__DEINE AUFGABE__:
Wie bewerteten die Analysten der Deutschen Bank laut dem Text über die VW-Aktie das Papier am Montag neu, und welches Kursziel legten sie fest?

Denn mehr als das gesetzliche Mindestgebot von umgerechnet 100,92 Euro will Porsche  für die VW-Stammaktien nicht bieten - das sind rund 17 Euro weniger als der Freitagsschlusskurs von 117,70 Euro. Die Papiere von Volkswagen  fielen darauf am Montag in der Spitze um rund 5 Prozent auf 111,75 Euro.

Händler in Frankfurt schlossen nicht aus, dass der VW-Kurs über kurz oder lang bis auf das gesetzliche Mindestgebot fallen könnte, da kein höheres Gebot aus dem Hause Porsche zu erwarten sei. Allein am vergangenen Freitag hatten Spekulanten die Volkswagen-Aktie in Erwartung eines möglichen Übernahmeangebotes um mehr als 6 Prozent in die Höhe getrieben.

VW-Aktie: Analysten über weiteren Kursverlauf uneins

In einer ersten Reaktion stuften am Montag Analysten der Deutschen Bank die VW-Aktie von "Halten" auf "Verkaufen" herab und setzen ein Kursziel von 88 Euro fest. Da Porsche nicht mehr als den gesetzlich vorgeschriebenen Mindestpreis bieten werde, könne man die Offerte lediglich als ein taktisches Manöver und nicht als ernstzunehmendes Übernahmeangebot interpretieren. Die Experten von Sal. Oppenheim bestätigten die VW-Aktie mit "Reduzieren" und sehen ihren fairen Wert bei 88 Euro. Mit dem zu erwartenden Pflichtangebot von 100,92 Euro schwinde die Hoffnung auf einen Aufschlag. Die Spekulation sei vorerst raus aus dem Titel, hieß es am Montag.

__Daten zur räumlichen Verortung__:
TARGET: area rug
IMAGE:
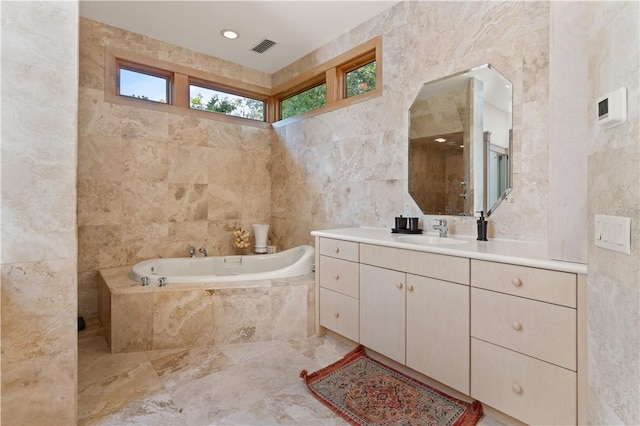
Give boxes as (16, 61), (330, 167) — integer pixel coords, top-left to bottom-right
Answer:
(300, 346), (482, 426)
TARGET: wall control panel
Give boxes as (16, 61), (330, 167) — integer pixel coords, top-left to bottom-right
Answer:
(595, 214), (631, 254)
(598, 87), (627, 127)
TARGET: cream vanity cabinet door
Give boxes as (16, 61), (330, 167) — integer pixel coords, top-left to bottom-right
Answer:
(406, 274), (470, 395)
(360, 264), (406, 364)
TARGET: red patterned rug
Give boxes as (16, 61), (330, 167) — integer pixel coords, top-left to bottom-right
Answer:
(300, 346), (482, 426)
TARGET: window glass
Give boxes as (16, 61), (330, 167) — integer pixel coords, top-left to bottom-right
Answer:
(280, 83), (327, 119)
(189, 84), (264, 121)
(118, 68), (169, 104)
(346, 61), (376, 98)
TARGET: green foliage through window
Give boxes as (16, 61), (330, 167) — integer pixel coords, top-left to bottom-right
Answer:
(346, 61), (376, 98)
(280, 83), (327, 120)
(189, 84), (264, 121)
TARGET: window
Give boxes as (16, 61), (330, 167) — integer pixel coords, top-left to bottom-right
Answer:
(105, 37), (382, 128)
(280, 83), (327, 120)
(345, 61), (376, 98)
(273, 37), (382, 126)
(118, 64), (170, 104)
(189, 84), (265, 121)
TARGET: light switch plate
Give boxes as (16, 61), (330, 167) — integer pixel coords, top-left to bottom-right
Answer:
(594, 214), (631, 254)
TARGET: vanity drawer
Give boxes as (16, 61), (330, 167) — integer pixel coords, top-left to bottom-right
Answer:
(320, 288), (360, 342)
(471, 338), (577, 425)
(471, 288), (577, 371)
(320, 238), (359, 262)
(471, 260), (577, 308)
(360, 244), (469, 285)
(320, 256), (359, 299)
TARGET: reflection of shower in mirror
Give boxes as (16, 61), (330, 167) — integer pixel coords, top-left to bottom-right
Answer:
(408, 64), (512, 216)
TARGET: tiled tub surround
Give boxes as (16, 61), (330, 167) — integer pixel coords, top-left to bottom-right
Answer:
(77, 18), (272, 316)
(312, 228), (587, 424)
(98, 267), (315, 353)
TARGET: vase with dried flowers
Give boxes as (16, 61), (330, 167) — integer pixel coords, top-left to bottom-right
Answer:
(233, 228), (251, 254)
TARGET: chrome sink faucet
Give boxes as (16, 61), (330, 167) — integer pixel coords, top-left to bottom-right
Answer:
(433, 219), (449, 238)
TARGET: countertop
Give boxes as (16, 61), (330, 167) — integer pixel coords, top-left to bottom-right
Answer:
(311, 227), (587, 275)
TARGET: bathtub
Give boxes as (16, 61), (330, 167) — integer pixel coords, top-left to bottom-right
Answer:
(129, 246), (315, 284)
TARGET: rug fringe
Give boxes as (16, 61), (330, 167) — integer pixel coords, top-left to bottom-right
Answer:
(300, 345), (366, 385)
(454, 401), (482, 426)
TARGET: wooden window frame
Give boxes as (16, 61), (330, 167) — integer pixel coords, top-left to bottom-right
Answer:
(105, 36), (383, 128)
(272, 36), (382, 127)
(187, 77), (271, 124)
(272, 74), (329, 121)
(105, 48), (273, 128)
(336, 51), (379, 99)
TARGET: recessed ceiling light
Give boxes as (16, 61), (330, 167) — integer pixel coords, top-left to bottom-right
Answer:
(220, 30), (240, 40)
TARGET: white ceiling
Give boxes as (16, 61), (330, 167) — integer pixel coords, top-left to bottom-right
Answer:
(80, 0), (398, 74)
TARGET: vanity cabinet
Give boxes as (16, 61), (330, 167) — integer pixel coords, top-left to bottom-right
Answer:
(471, 260), (578, 424)
(314, 228), (587, 425)
(360, 244), (469, 395)
(316, 238), (360, 342)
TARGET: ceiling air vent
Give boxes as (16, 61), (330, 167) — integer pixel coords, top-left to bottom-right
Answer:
(251, 38), (276, 53)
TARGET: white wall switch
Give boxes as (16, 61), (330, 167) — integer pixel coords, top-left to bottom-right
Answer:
(594, 214), (631, 254)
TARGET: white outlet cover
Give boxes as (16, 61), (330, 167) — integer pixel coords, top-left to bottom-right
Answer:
(594, 214), (631, 254)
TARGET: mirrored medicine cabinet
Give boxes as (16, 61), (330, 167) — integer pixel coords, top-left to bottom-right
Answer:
(409, 64), (512, 216)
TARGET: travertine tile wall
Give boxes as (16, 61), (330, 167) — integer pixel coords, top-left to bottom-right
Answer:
(271, 2), (550, 246)
(0, 1), (78, 425)
(78, 18), (273, 315)
(587, 1), (640, 425)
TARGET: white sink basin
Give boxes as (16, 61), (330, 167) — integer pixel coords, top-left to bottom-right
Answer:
(396, 235), (467, 245)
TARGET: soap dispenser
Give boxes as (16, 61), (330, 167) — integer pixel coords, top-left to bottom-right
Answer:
(476, 210), (487, 241)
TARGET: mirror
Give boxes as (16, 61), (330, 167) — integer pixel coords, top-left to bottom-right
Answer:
(409, 64), (512, 216)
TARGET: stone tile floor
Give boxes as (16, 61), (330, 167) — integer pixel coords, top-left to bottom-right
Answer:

__ERGEBNIS DER AUFGABE__:
Sie stuften die VW-Aktie von „Halten“ auf „Verkaufen“ herab und legten ein Kursziel von 88 Euro fest.